It would be a mistake, though, to imply that such confrontations were a staple of prerevolutionary America. They were not. The British North American colonies, outside New England, being ethnically and religiously mixed, had more of these kinds of disagreements. What scholars now call class tensions might throb in New York's feudal landed estates along the Hudson, Philadelphia's artisan precincts, or in the North Carolina backcountry, where an insurgency against the corrupt impositions of the royal governor and the tidewater gentry was bloodily crushed in 1771 at the Battle of the Alamance. But for the most part, once the Revolution broke out, economic disagreements were generally subordinated to the larger struggle against Britain. Patriots agreed on an external target: far-off imperial wealth and power.

Within the empire of 1775-76, the center of hauteur and wealth was in England itself, among the royal family and the landed aristocracy, with an addendum among planters from the rich sugar islands of the West Indies. King George III, sighting a particularly ornate coach one day, exclaimed, "Sugar, sugar. Eh! All that sugar." There were also some "nabobs" enriched by India, like Robert Clive, who had made away with half of the coin and jewels of greater Bengal. The hundred or so great landowners of England predominated, although their estates, being entailed to pass automatically to one heir, were never really measured. Estimates from rent rolls suggest that the lands of the richest, the dukes of Bedford and Sutherland, the earl of Derby, and the Grosvenors (soon-to-be dukes of Westminster) could have been worth as much as 5 million poundseach. The half-dozen largest nonlanded British fortunes, by contrast, were in the 600,000 to 1 million pound range, which by the late 1780s would be some three to five million new American dollars.

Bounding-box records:
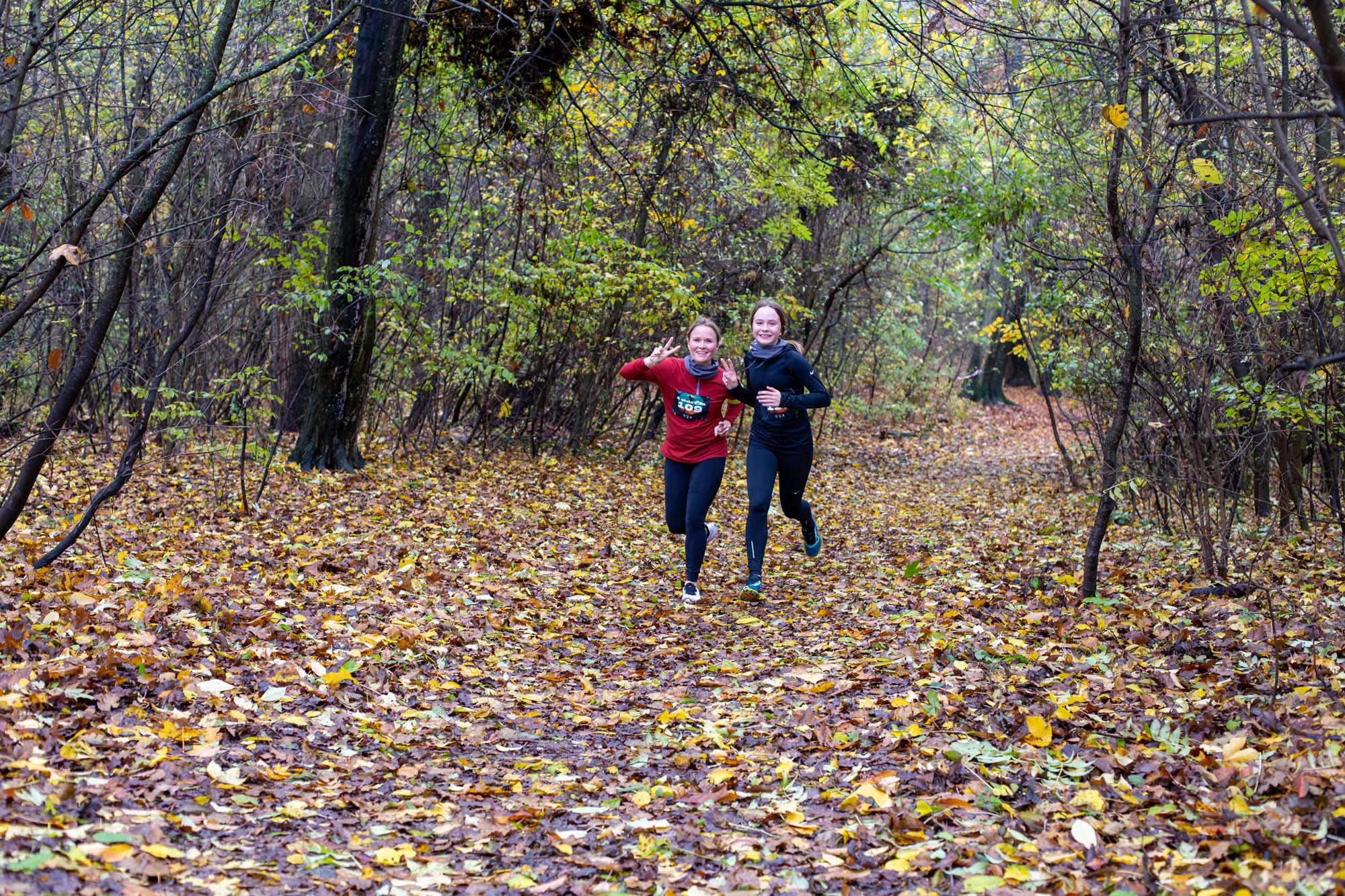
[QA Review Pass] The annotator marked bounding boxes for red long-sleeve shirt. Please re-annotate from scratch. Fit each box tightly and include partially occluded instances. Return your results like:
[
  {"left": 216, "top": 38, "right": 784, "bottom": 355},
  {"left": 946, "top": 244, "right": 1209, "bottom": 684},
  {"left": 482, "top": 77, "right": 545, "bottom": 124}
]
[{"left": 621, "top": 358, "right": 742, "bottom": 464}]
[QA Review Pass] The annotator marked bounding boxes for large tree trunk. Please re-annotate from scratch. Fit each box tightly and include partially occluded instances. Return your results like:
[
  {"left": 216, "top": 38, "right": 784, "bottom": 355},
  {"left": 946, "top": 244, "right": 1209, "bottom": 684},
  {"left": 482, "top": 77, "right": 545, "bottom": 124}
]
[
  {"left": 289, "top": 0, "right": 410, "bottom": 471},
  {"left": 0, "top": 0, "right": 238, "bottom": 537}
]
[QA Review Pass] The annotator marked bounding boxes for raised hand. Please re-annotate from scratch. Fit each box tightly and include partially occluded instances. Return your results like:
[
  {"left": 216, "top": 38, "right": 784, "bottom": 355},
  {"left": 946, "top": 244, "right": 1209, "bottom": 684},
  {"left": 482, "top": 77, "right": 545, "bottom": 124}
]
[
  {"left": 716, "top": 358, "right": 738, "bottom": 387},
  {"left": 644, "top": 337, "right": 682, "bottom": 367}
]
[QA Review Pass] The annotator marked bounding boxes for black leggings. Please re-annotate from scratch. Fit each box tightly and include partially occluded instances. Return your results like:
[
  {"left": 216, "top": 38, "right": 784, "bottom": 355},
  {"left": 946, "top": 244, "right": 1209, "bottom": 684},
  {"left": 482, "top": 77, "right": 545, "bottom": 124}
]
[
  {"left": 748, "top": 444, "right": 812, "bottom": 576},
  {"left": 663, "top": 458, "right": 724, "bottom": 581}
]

GOAL:
Using the excerpt on colonial and British wealth, answer these:
(a) In which battle, and in what year, was the North Carolina backcountry insurgency crushed?
(b) Which "nabob" enriched by India does the excerpt name?
(c) In what range were the half-dozen largest nonlanded British fortunes?
The rows have no connection to the excerpt on colonial and British wealth.

WRITTEN SOLUTION:
(a) The Battle of the Alamance, in 1771.
(b) Robert Clive.
(c) From 600,000 to 1 million pounds.